--- Stated task ---
Exactly reproduce the lines that follow.

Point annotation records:
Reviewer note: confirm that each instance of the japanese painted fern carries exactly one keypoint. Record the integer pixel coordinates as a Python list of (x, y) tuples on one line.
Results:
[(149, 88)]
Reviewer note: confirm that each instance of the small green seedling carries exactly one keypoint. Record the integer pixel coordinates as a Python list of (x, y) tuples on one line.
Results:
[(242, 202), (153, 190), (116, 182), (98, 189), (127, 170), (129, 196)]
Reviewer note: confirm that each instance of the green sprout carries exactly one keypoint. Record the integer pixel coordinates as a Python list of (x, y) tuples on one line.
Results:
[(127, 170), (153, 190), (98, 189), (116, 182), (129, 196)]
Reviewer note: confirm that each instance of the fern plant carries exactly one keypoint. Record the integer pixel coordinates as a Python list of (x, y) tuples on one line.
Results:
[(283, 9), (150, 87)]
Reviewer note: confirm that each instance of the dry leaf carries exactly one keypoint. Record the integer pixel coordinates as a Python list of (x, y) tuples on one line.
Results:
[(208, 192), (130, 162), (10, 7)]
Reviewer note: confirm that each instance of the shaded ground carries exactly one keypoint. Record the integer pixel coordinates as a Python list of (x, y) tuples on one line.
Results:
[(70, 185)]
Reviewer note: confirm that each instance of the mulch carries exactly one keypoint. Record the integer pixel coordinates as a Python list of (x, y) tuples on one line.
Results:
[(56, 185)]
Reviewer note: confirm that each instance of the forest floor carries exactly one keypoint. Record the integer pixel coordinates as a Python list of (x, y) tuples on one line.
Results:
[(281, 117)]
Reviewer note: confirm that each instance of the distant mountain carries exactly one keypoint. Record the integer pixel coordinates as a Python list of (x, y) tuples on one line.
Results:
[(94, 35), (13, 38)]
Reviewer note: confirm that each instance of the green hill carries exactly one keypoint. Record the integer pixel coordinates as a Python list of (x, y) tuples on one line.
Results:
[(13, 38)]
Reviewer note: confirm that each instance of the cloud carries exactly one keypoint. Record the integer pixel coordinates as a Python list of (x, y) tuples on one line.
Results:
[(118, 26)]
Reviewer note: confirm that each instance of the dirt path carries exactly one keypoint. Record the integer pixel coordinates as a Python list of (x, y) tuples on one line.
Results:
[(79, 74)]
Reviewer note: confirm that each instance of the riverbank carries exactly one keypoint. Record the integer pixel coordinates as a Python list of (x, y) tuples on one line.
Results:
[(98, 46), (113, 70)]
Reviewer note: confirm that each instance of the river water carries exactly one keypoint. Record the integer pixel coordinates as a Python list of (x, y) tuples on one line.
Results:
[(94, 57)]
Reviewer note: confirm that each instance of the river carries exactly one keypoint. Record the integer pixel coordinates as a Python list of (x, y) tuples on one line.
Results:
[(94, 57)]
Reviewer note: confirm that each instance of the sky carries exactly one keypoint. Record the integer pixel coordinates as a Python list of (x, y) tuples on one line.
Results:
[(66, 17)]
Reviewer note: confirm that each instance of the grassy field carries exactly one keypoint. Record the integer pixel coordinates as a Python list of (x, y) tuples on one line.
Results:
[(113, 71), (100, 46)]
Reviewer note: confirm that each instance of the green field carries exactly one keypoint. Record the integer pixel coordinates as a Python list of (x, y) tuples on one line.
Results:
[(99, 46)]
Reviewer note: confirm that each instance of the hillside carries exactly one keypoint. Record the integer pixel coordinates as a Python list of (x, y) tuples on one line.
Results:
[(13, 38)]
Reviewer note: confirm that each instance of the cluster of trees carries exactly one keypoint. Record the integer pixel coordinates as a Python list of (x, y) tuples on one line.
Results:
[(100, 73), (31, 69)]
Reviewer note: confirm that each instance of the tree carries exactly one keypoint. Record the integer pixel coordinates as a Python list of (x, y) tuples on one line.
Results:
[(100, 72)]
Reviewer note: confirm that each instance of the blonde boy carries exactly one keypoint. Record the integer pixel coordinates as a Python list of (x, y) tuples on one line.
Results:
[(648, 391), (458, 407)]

--- Written answer ---
Reviewer note: confirm that each instance of the japanese painted fern carries exactly one keypoint. Record the integer pixel coordinates as a Python list of (x, y) tuples on one line.
Results:
[(149, 88)]
Reviewer note: confirm that each instance of the small green seedling carries exactly one keypoint. Record the integer pixel coordinates as a Python list of (x, y) tuples on one line.
Results:
[(242, 202), (153, 190), (116, 182), (98, 189), (127, 170), (129, 196)]
Reviewer note: confirm that each instance of the green sprout carries exactly one keypoint. Record the integer pixel coordinates as a Python list of (x, y) tuples on one line.
Results:
[(127, 170), (153, 190), (98, 189), (116, 182), (129, 196)]
Reviewer note: confirm that each instance of the fern plant carries exactly one keypoint. Record the integer pixel coordinates as a Python list of (x, y) tuples on one line.
Results:
[(283, 9), (150, 87)]
Reviewer note: confirm that each instance of the dry leaf carries exactly one keypoint. Record the integer pixel coordinates as a Python list of (x, y) tuples on one line.
Results:
[(208, 192), (130, 162), (10, 7)]
Reviewer note: confirm that each instance of the shaded ground carries exactly one keypoint. Record the integer pixel coordinates as a Python list of (x, y) tuples on one line.
Results:
[(70, 185)]
Reviewer note: confirm that each instance of the mulch carries exactly one keypoint. Record the integer pixel coordinates as a Python list of (x, y) tuples on one line.
Results:
[(56, 185)]
Reviewer note: confirm that each instance of the forest floor carries exactly one keypoint. Record the integer pixel coordinates as a Python list of (x, y) tuples on one line.
Results:
[(281, 117)]
Reviewer note: confirm that each instance of the distant mountain carries exactly one keypoint. Record the integer pixel coordinates as a Python list of (x, y) tuples on one line.
Results:
[(94, 35), (13, 38)]
Reviewer note: confirm that each instance of the green hill carries exactly one keypoint. Record the integer pixel coordinates as a Python list of (x, y) tuples on one line.
Results:
[(13, 38)]
Reviewer note: confirm that each instance of the cloud carries exactly one keypoint. Record the integer pixel coordinates as a Python list of (x, y) tuples on one line.
Results:
[(118, 26)]
Reviewer note: confirm that each instance of the dirt path carries exactly one keypoint. Record the integer pixel coordinates as a Python list of (x, y) tuples on one line.
Results:
[(79, 74)]
Reviewer note: confirm that each instance of the riverbank carries exactly one keypoint. Record the integer pixel coordinates as a Python list of (x, y) tuples on one line.
Results:
[(98, 46), (113, 70)]
Reviewer note: confirm that each instance of the river water carries exactly one keypoint. Record the integer pixel coordinates as a Python list of (x, y) tuples on one line.
Results:
[(94, 57)]
Reviewer note: confirm that each instance of the river carries exactly one keypoint. Record the integer pixel coordinates as a Python list of (x, y) tuples on one line.
Results:
[(94, 57)]
Reviewer note: confirm that each instance of the sky carries exactly one keypoint. Record the integer pixel coordinates as a Python list of (x, y) tuples on one line.
Results:
[(66, 17)]
Reviewer note: confirm that each instance of the grassy field carries exactly one keypoint. Record the integer pixel coordinates as a Python list of (x, y) tuples on one line.
Results:
[(113, 71), (100, 46)]
Reviewer note: confirm that each instance of the green field carries exactly one keypoint. Record the integer pixel coordinates as a Python list of (x, y) tuples on one line.
Results:
[(99, 46)]
Reviewer note: confirm that each instance of the hillside carries exactly one keypoint. Record the integer pixel coordinates as a Python list of (x, y) tuples on one line.
Results:
[(13, 38)]
Reviewer note: confirm that each instance of the cluster of trees carries exactly one keypoint. Record the integer pixel coordinates as a Python list of (x, y) tuples on one line.
Results:
[(100, 73), (31, 69)]
Reviewer note: confirm that each instance of the tree carries exactly one keypoint. Record the integer pixel coordinates as a Python list of (x, y) tuples on one line.
Results:
[(100, 72)]
Reviewer note: confirm that each instance of the blonde boy carries exactly one keypoint. Record the integer pixel coordinates as a Python list of (x, y) tuples on one line.
Results:
[(648, 391), (458, 407)]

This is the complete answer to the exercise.